▶ _Stored data entries_:
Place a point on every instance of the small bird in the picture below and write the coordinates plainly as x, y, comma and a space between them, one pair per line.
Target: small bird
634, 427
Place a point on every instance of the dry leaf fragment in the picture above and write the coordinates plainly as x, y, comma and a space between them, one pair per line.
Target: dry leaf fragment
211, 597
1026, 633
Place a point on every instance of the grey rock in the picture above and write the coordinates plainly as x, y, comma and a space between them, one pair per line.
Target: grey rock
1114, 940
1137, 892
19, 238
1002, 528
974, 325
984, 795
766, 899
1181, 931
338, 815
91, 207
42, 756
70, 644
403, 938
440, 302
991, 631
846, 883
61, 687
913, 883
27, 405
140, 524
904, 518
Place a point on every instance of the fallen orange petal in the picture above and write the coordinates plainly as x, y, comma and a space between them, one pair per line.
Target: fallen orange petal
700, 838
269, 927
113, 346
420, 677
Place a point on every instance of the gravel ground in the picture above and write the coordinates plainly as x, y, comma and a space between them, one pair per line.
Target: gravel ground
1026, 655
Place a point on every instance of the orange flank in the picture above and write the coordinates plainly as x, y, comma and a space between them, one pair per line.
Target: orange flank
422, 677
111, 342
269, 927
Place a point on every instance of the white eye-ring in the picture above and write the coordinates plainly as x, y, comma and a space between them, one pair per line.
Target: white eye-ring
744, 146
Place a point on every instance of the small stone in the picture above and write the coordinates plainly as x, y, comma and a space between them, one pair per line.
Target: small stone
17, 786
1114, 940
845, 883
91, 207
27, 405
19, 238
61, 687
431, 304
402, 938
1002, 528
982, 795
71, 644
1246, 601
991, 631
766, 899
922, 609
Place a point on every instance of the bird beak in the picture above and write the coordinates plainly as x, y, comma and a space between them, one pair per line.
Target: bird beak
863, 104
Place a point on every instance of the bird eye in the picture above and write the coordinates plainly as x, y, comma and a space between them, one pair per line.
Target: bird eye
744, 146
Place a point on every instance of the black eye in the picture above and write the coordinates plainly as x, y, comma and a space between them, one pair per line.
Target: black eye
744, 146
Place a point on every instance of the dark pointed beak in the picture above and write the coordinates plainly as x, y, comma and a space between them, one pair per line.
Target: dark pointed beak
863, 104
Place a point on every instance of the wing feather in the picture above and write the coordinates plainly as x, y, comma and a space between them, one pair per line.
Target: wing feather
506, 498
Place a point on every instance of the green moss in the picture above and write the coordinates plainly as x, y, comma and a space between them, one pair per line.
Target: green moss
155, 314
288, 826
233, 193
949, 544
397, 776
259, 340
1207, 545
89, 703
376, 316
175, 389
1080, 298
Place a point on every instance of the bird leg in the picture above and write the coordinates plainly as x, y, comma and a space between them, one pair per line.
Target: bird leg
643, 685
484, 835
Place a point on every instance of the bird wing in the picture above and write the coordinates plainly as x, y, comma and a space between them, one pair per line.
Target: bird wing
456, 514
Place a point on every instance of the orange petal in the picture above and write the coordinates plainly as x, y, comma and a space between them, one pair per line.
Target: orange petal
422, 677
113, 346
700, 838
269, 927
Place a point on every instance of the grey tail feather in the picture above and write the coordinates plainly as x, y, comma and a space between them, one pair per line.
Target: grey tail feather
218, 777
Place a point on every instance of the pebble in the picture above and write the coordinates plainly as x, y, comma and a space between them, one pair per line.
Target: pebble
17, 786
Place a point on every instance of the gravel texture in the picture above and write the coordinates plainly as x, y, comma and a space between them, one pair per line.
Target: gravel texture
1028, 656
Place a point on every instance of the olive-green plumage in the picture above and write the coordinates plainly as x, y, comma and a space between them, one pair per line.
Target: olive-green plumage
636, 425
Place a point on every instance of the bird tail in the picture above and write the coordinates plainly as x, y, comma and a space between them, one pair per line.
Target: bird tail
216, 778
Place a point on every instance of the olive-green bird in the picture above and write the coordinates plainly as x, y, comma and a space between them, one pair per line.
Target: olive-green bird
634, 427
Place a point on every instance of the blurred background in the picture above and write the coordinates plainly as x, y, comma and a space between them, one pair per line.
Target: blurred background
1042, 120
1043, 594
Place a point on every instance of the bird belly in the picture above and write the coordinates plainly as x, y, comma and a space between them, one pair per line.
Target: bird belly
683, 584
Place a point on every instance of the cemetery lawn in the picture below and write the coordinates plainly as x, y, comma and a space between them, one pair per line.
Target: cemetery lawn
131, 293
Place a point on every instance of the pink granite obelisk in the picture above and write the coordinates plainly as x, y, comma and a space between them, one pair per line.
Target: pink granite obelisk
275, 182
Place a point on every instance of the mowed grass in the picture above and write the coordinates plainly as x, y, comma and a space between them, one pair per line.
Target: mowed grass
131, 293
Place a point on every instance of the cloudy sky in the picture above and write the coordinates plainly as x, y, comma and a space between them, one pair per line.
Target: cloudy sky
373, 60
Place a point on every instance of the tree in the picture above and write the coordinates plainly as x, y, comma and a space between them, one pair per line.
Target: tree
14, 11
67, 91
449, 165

▶ _WHAT YOU SHOULD DO_: Copy each of the records above so that nothing differs from the original.

▶ _ANSWER BOX_:
Place a point on every instance of the small bird in the picture below and write the coordinates plainly as x, y, comma and a space between them, one pair per line.
Target: small bird
634, 427
Place a point on every instance of the dry leaf fragment in the picture above and write the coordinates plainly as x, y, comma and a space between them, one pair per line.
Target: dry leaf fragment
211, 597
1026, 633
Place a point on every instance of the grey rock in the picture above and write the coordinates plainly as x, y, comma and a space between them, one pair per line.
Target: grey rock
1114, 940
1137, 892
19, 238
1002, 528
974, 325
984, 795
766, 899
1181, 931
338, 815
91, 207
42, 756
70, 644
403, 938
440, 302
991, 631
846, 883
61, 687
913, 883
27, 405
140, 524
904, 518
Place a point on every instance of the fallen orange petal in the picture above and write the coordinates plainly as x, y, comma and a space between them, one pair per line.
Target: fallen orange petal
700, 838
269, 927
113, 346
420, 677
Place a point on every instance of the gravel ground in the picture above and write the coordinates plainly as x, y, comma and a space between them, one pair per line.
Target: gravel ground
1026, 655
Place a point on every instance of the orange flank in the picture above and write the coordinates plainly as x, y, comma and a space between them, one pair per line.
Target: orange flank
422, 677
111, 342
269, 927
Place a point on every instance of the white eye-ring in the picture above and write the coordinates plainly as x, y, comma and a space between them, one pair per line.
Target: white eye-ring
744, 146
Place a point on every instance of the small stone in the picture above and write the coordinates plainly as x, y, comma and a space between them, one pair per line.
Target: small stone
17, 786
1114, 940
845, 883
91, 207
27, 405
19, 238
61, 687
431, 304
402, 938
1002, 528
982, 795
71, 644
1246, 601
991, 631
766, 899
922, 609
Place a point on every instance of the bird beak in the picture above and write the coordinates plainly as x, y, comma and a space between them, one pair per line.
Target: bird beak
863, 104
Place a point on every instance of the bird eye in the picture above and write the coordinates plainly as x, y, comma and a space between them, one pair per line.
Target: bird eye
744, 146
Place a point on every instance of the black eye in the picture above and write the coordinates plainly as x, y, comma and a space between them, one pair per line.
Target: black eye
744, 146
Place a point on every instance of the dark pointed beak in the picture above and write the coordinates plainly as x, y, comma and a space between them, one pair per line.
Target: dark pointed beak
863, 104
Place a point on every instance of the wing feather in the picture above and write the coordinates plainly as x, y, comma and a space between them, one pair per line.
Target: wing feather
506, 498
Place a point on every instance of the green moss in the picture above and write the coordinates plainly as x, y, comma and a space between them, one pair per line.
Target: green moss
155, 314
288, 826
233, 193
949, 544
397, 776
259, 340
1207, 545
89, 703
376, 316
175, 389
1080, 298
Place a point on every instance of the bird leg in the picture above and write the coordinates plainly as x, y, comma and a space between them, one pair per line.
Target: bird leg
643, 685
484, 835
Place a point on every instance of the bird wing in the picture above and write the coordinates plainly as x, y, comma and a space between them, one pair per line.
Target: bird wing
456, 514
Place a point on every instance of the orange petal in the picture above and write the coordinates plainly as x, y, comma and a space between them, one pair per line.
Target: orange petal
422, 677
113, 346
700, 838
269, 927
Place a point on every instance of the grey tail feather in the picture above and write the coordinates plainly as x, y, comma and a space between them, one pair per line.
Target: grey tail feather
218, 777
Place a point on every instance of the pebble in the picture above and write the coordinates plainly as x, y, comma and a space between them, one pair per line.
Target: pebble
17, 786
Place a point on every instance of the gravel texture in the picture above and write the coordinates plainly as x, y, comma and a space between them, one pair per line.
Target: gravel texture
1028, 656
Place a point on every instance of the olive-green plumage in the picture above and write the coordinates plainly as x, y, comma and a space between them, one pair per line.
Target: olive-green plumage
636, 425
Place a point on every instance of the bird tail in the picture above and write the coordinates plainly as x, y, comma and a space between them, one pair per line.
Target: bird tail
216, 778
Place a point on every instance of the olive-green bird in the picture above and write the coordinates plainly as x, y, comma and a space between them, one pair per line.
Target: olive-green bird
634, 427
Place a point on every instance of the blurred background in the picture above and write the coordinates plainly as x, y, comma and a space between them, one pair per line.
Target: blurred background
1042, 120
1043, 594
Place a point on every instance of the bird belly in the picture above and write the coordinates plainly as x, y, comma and a space between them, one pair per line.
Target: bird belly
683, 584
Place a point on every instance of the cemetery lawn in the picture below and write the coordinates plainly as x, y, comma and a space between them, one pair per line.
Target: cemetery lawn
131, 293
Place a point on every instance of the pink granite obelisk in the picture above and write the coordinates plainly as x, y, comma and a space between them, one pair per line.
Target: pink granite obelisk
275, 182
Place a point on every instance of the mowed grass in the picture above and write the coordinates plainly as x, y, comma and a space between them, one pair per line.
Target: mowed grass
131, 293
Place a point on every instance of the cloudy sky in the picture above and write the coordinates plainly as x, y, comma and a space between them, one pair per line.
Target: cloudy sky
373, 60
Place a point on every instance of the tree in the picture above and write the coordinates plainly as x, y, comma and a space between them, one pair per line.
Target: tree
14, 11
67, 91
449, 165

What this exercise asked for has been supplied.